DO THIS: Can you retype the records below line for line, without changing a word? Leave out the pictures.

ITEMS:
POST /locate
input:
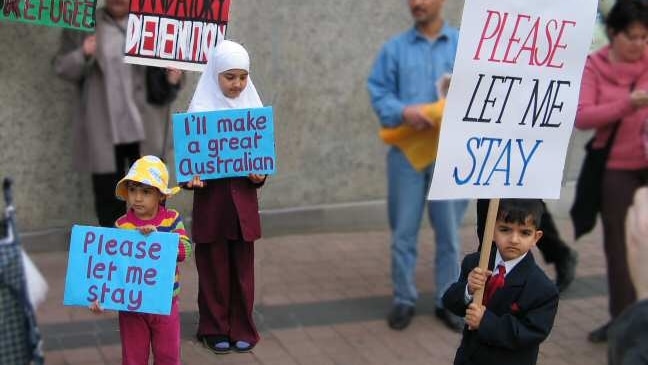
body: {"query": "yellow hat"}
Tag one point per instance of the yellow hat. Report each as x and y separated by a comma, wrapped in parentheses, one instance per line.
(148, 170)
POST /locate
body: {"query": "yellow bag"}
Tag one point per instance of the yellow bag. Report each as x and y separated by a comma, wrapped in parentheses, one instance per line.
(419, 147)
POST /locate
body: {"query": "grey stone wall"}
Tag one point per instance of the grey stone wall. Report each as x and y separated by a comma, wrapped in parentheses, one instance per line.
(310, 60)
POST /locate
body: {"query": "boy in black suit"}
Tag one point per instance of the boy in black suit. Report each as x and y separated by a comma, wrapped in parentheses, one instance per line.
(520, 301)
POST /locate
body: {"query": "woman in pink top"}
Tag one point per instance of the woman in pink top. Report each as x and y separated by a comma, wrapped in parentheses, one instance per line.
(615, 89)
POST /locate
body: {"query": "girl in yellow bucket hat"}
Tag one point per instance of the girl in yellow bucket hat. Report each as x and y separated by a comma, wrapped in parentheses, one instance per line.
(145, 190)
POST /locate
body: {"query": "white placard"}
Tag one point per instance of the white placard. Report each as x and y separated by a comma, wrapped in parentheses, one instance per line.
(513, 98)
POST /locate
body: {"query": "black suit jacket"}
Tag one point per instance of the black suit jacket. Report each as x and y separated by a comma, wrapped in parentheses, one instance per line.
(518, 318)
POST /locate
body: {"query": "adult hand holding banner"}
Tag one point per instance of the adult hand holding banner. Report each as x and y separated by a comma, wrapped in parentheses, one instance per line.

PROBLEM SOLUTION:
POST /locate
input:
body: {"query": "yellow hat"}
Tag one point per instance of the yellow hat. Report each as x and y separated by a comma, wrapped in parentheses, one instance per line.
(148, 170)
POST /locate
body: {"query": "yellow bag"}
Tag one point per instance of the yellow bag. Report each as x and y separated by a comma, wrapped in parentheses, one instance per line.
(419, 147)
POST /locate
body: {"query": "grey stone wall"}
Tag one point per instance of the grey stone wall. Report each as x and y separated by a comma, wrapped in parentheses, one instance per line.
(310, 60)
POST /locate
body: {"query": "boy in black suit"}
Tag one point per instance of the boy in black suit. Report each as x and y separated by a comma, wrapped in parentheses, one instance per line.
(520, 301)
POST /locate
body: {"query": "woman in pink top"}
Tag one point per instance of the woman in pink top. Report each as x and y separated by a comma, wrapped in parentheses, one instance per line.
(615, 89)
POST /locate
body: {"query": "girl in yellow bucket hat"}
Tag one point per instance of the girl in yellow bucket hat. Report each as x and y separated by a comma, wrapped in parentheses, one instance per line.
(145, 190)
POST /locate
body: {"query": "white placard"}
Tag one point per instance of the white placard. Report each as x and y separated by a comma, wrapped in parentheses, one instance per line.
(513, 98)
POST /locate
body: {"query": "black suit jacket"}
Tag one point per instance of the black suit jacket. Report each as x and y separated by a comma, wrapped in parentheses, one instance per line.
(518, 318)
POST /locate
body: {"query": "adult hand holding banner"}
Tag one point per instance of the adult hand holding banner. Report each as x and y separated by a comma, wrapped in parentheses, one instance per line.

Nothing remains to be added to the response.